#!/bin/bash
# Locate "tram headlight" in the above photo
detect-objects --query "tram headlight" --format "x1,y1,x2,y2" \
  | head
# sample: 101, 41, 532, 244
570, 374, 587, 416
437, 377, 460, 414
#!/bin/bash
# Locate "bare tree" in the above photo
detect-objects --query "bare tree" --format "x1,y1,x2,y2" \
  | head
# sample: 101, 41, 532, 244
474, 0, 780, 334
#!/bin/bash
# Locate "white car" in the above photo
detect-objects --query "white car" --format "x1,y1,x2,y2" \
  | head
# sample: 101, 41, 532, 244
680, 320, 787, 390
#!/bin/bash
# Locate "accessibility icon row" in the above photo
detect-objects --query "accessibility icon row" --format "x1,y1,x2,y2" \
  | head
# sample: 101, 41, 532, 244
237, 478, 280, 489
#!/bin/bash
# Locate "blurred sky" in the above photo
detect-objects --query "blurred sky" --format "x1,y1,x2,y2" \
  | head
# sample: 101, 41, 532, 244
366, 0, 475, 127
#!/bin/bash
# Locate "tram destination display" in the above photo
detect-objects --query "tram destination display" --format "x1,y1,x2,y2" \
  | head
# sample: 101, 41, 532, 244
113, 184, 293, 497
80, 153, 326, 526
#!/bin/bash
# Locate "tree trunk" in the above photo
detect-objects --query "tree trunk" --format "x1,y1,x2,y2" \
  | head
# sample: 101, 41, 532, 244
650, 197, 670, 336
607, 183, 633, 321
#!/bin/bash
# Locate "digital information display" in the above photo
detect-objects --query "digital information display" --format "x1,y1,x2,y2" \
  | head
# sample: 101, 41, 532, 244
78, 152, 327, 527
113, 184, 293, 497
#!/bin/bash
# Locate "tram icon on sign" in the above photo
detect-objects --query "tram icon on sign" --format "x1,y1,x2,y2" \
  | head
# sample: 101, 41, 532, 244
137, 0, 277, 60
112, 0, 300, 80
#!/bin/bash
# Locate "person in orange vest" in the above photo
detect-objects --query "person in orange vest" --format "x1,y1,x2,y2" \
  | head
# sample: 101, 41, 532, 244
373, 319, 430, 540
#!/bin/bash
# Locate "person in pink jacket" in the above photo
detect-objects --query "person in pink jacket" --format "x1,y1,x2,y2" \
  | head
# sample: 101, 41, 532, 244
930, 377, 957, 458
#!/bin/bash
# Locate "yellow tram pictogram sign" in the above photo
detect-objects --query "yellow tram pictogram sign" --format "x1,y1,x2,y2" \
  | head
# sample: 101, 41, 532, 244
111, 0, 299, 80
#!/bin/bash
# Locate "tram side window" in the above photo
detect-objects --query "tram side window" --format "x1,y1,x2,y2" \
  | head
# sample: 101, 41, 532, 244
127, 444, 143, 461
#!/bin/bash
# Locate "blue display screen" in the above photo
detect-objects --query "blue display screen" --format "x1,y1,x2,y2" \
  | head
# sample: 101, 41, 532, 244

### Written problem
Rewrite all of the records with "detect-objects" renamed to "find-objects", leaving every other character as it is.

### The solution
#!/bin/bash
# Locate "tram headlight" in the above photo
find-objects --query "tram headlight" --format "x1,y1,x2,y2" \
  | head
# sample: 101, 41, 532, 244
570, 374, 587, 416
437, 377, 460, 414
#!/bin/bash
# Locate "bare tree" in the above photo
find-objects --query "bare tree" --format "x1,y1,x2,y2" \
  | head
# sample: 101, 41, 532, 244
474, 0, 780, 334
#!/bin/bash
# Locate "white car" in the above photo
find-objects --query "white car" --format "x1,y1,x2,y2" \
  | head
# sample: 101, 41, 532, 244
680, 320, 787, 390
#!/bin/bash
# Locate "accessibility icon row" in the above photo
find-objects --query "accessibility icon row" --format "x1,y1,x2,y2" \
  | head
# sample: 101, 41, 532, 244
237, 478, 280, 489
#!/bin/bash
# Locate "blurred sky" in the above photo
find-objects --query "blurred sky" --format "x1,y1,x2,y2" \
  | head
# sample: 101, 41, 532, 244
366, 0, 475, 127
#!/bin/bash
# Locate "tram destination display" in the above photo
find-objects --query "tram destination display" --format "x1,y1,x2,y2" \
  | head
# sample: 101, 41, 532, 244
113, 184, 293, 497
80, 153, 326, 526
#!/bin/bash
# Locate "tree trunk" in the above photo
find-objects --query "tree trunk" --format "x1,y1,x2,y2" \
  | head
# sample: 101, 41, 532, 244
650, 197, 670, 336
607, 183, 633, 321
#!/bin/bash
# Locate "digital information display" in the above photo
find-objects --query "digital information display" --format "x1,y1,x2,y2" \
  | head
# sample: 101, 41, 532, 244
78, 152, 327, 527
113, 184, 293, 497
#!/bin/bash
# Locate "tram icon on sign" in the above photo
find-objects --query "tram icon on sign" --format "x1,y1,x2,y2" \
  | head
# sample: 101, 41, 532, 244
137, 0, 277, 60
112, 0, 300, 80
#!/bin/bash
# Locate "person in orange vest" in the above photo
find-objects --query "person in orange vest" --format "x1,y1,x2,y2" \
  | head
# sample: 101, 41, 532, 244
373, 319, 430, 540
#!/bin/bash
# Locate "person in pink jacket" in the above photo
find-objects --query "person in pink jacket" --format "x1,y1,x2,y2" \
  | head
# sample: 101, 41, 532, 244
930, 377, 957, 458
#!/bin/bash
# Locate "yellow tram pictogram sign" in the above photo
find-objects --query "yellow tram pictogram sign" --format "x1,y1,x2,y2" \
  | head
# sample: 101, 41, 532, 244
111, 0, 299, 80
#!/bin/bash
# Locate "tram side window" in the above photo
find-objects --query "tram side window" --format "x1,y1,x2,y2" \
  | head
# sample: 101, 41, 532, 244
127, 444, 143, 461
#!/bin/bash
# Locate "blue display screen" in the above photo
find-objects --query "blue display screen" --format "x1,y1,x2,y2" \
  | head
# sample: 101, 41, 532, 244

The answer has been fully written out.